Cuando escudriñamos los entresijos de la vida social, uno de las dinámicas que pasan más desapercibidas son las transacciones económicas. Hasta hace pocas décadas, los estudios sociales se centraban en los incentivos del dinero, o en la satisfacción subsiguiente a la compra de un producto, pero la transacción, el intercambio de dinero, se consideraba una operación fría. Como sacar dinero de un cajero automático.
Sin embargo, la transacción económica ha resultado fundamental para la construcción de la civilización humana: de hecho, se observa una poderosa correlación entre los países que más han prosperado en derechos sociales y países en los que se ha prodigado más el comercio. Holanda, a ese respecto, es todo un paradigma para los científicos sociales. Podéis leer más sobre ello en ¿La posibilidad de ser asesinado disminuye gracias al comercio?
Eso sucede porque las transacciones tienen un componente emocional, un juego entre dos desconocidos que deben empezar a fiarse el uno del otro.
Para ilustrar cuán importante es la transacción para los seres humanos, se ha empleado uno de los más célebres y elegantes juegos de experimentación en ciencias sociales: el conocido como juego del ultimátum. Fue probado por primera vez en 1982 por Werner Güth, Rolf Schittberger y Bernd Schwarze en la Universidad de Colonia.
El juego del ultimátum es muy sencillo. Se centra en el interacción entre dos individuos. El juego empieza, por ejemplo, cuando el investigador entrega 10 dólares a uno de los individuos junto con las instrucciones de que valore cómo repartir el dinero con el otro individuo. En cuanto se propone un reparto, ya no se puede modificar. Y el otro individuo sólo puede decidir si acepta o rechaza la oferta. Si acepta, entonces el primer individuo se queda con la parte de los 10 dólares que ha propuesto, y el resto pasa al segundo individuo. Si el segundo individuo rechaza la oferta, entonces nadie se queda con nada.
La lógica nos diría que si uno ofrece 9 de los 10 dólares al otro, el otro aceptará porque, al menos tendrá 1 dólar: en caso de rechazar la oferta, no tendrá nada. Un dólar es muy poco dinero, pero es más que 0 dólares. Sin embargo, la vida real no funciona así, porque los seres humanos no son lógicas máquinas pensantes sino seres sociales preñados de sentimientos. Lo explica así Clay Shirky en su libro Excedente cognitivo:
En lugar de eso, quien propone suele ofrecer cantidades entre cuatro y cinco dólares, que quien responde generalmente acepta. Cuando quien propone ofrece cantidades menores, quien responde suele rechazarlas. Cuanto menor es la cantidad ofrecida, mayor es la posibilidad de que sea rechazada. Este resultado (que parece bastante intuitivo, si te imaginas en el lado menos favorecido) fue toda una sorpresa para la teoría neoclásica (¿qué participante racional dejaría escapar un dólar gratis sólo por su mera satisfacción emocional?).En resumidas cuentas: no importa las variaciones del juego que hagamos, no importa que establezcamos controles más severos, que las personas participantes sean anónimas. Finalmente, la mayor parte de la gente que proponía el reparto no lo hacía de forma demasiado egoísta, y la mayor parte de la gente que debía aceptar o no la proposición no aceptaba un reparto que se alejara demasiado de cierta percepción de justicia: se prefería no ganar nada a que el otro lo ganara todo.

- Fragmentos de datos de etiquetado de ubicaciones:

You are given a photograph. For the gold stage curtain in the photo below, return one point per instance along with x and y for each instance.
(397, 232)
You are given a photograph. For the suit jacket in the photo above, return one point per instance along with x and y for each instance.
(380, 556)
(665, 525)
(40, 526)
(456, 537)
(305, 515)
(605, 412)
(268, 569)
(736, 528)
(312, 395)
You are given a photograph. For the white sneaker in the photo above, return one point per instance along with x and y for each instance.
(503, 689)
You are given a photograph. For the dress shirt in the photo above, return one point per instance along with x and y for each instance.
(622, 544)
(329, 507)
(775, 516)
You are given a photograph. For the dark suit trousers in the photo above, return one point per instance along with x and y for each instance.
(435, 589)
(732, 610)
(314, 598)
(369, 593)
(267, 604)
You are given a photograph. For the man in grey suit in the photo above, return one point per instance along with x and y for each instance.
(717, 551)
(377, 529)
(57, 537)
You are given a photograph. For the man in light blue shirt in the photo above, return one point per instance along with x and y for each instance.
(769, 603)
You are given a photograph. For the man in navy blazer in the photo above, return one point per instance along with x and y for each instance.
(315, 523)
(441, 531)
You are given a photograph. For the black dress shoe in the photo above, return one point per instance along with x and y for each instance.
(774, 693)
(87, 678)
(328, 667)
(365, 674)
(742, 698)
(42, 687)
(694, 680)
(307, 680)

--

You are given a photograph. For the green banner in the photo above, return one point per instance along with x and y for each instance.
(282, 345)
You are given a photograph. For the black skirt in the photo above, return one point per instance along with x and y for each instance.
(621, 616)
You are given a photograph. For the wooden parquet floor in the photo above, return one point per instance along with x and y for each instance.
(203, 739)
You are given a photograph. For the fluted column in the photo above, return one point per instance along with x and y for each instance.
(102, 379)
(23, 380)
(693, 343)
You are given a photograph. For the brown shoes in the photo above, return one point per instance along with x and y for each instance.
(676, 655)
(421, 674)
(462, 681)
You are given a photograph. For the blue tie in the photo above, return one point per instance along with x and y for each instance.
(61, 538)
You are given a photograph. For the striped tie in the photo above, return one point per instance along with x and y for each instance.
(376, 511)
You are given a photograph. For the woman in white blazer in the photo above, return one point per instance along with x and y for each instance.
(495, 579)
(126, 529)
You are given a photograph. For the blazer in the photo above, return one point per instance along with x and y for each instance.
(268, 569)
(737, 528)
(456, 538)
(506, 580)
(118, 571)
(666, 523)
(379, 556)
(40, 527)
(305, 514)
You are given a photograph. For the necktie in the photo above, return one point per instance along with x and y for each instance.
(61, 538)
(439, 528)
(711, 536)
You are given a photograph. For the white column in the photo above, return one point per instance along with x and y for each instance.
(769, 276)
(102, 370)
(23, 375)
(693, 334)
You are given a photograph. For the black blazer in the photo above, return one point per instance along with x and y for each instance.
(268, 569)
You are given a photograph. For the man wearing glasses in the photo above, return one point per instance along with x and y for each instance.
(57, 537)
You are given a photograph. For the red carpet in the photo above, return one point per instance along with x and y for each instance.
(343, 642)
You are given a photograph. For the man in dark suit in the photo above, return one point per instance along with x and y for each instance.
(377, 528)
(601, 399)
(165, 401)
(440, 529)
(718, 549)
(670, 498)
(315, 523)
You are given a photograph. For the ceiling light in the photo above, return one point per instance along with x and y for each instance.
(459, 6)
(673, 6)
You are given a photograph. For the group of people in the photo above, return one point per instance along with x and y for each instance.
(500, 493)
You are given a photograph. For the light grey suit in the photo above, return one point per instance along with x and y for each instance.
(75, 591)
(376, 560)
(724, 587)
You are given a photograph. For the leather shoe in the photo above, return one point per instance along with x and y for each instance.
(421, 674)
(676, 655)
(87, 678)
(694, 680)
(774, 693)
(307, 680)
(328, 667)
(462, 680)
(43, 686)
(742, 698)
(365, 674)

--

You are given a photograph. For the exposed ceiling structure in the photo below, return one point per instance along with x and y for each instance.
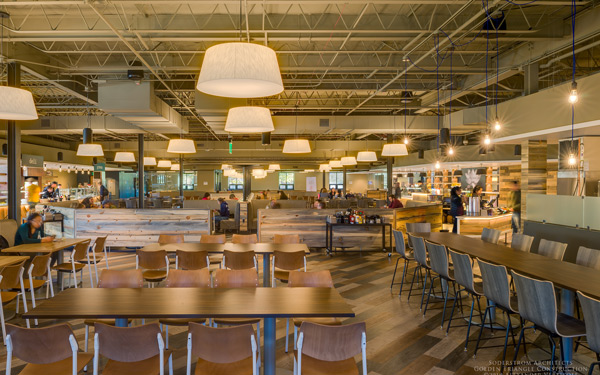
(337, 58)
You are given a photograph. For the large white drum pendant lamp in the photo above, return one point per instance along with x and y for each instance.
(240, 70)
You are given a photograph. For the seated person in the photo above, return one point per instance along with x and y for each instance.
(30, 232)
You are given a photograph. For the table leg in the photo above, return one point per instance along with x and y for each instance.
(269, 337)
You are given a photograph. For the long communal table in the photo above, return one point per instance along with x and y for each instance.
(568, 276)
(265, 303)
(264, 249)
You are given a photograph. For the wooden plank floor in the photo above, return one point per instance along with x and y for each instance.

- QUÉ HARÁS:
a - Según el texto sobre el juego del ultimátum, ¿en qué año y en qué universidad se probó ese juego por primera vez?
b - Retoma el texto sobre el juego del ultimátum justo después de su última oración y continúalo.

- LAS RESPUESTAS:
a - En 1982, en la Universidad de Colonia.

b -
Esto no tiene sentido si nos olvidamos de que somos criaturas esencialmente sociales: siempre actuamos en base al qué dirán, anhelando cierta reputación, y siempre perseguiremos que los demás no actúen de forma injusta, sobre todo si nos afecta o afecta a nuestros allegados. Y por supuesto, preferiremos estar un poco mejor que los demás (básicamente nuestros competidores sexuales inmediatos), aunque ello suponga rechazar estar mucho mejor pero ligeramente peor que los demás. O parafraseando un dicho Yiddish: el que tiene joroba se consuela si encuentra a alguien con una joroba mayor.
Al parecer, rechazar repartos que no sean generosos es un acto comunicativo y social, y no un simple error cognitivo. En una variante del juego que refuerza esta hipótesis, el proponente es un ordenador y, lo que es crucial, quien responde lo sabe. En este caso, quien responde suele aceptar el dinero que se le ofrece, dado que no hay un ser humano a quien culpar ni tampoco un sentimiento de satisfacción por negociar con una máquina, que no sería capaz de entender la ira implícita en el rechazo. Mientras se efectuaba un escáner cerebral a los participantes, se utilizó otra versión; quienes respondían rechazando propuestas poco generosas habían aumentado su actividad en el cuerpo estriado dorsal, en el que se experimenta la satisfacción, lo cual sugiere que nos satisface mantener a raya a los disidentes y que estamos dispuestos a rechazar otras recompensas (en este caso monetarias) para tener ese sentimiento.
El juego del ultimátum se ha usado en una gran variedad de culturas, con resultados similares. Los mercados, pues, apoyan e incentivan las transacciones generosas con personas desconocidas. Esto significa que, cuanto menos integradas están las transacciones de mercado en una sociedad, menos generosos entre sí serán sus miembros en interacciones anónimas.
El mercado familiariza a la gente con la utilidad que supone realizar transacciones con alguien a quien no conoce y con la idea, por implícita que sea, de que esas transacciones son una manera apropiada de interactuar con desconocidos. Y la mejor forma de alejar el miedo, la suspicacia y las elucubraciones hacia personas desconocidas, es interactuar con ellas para hacerlas conocidas.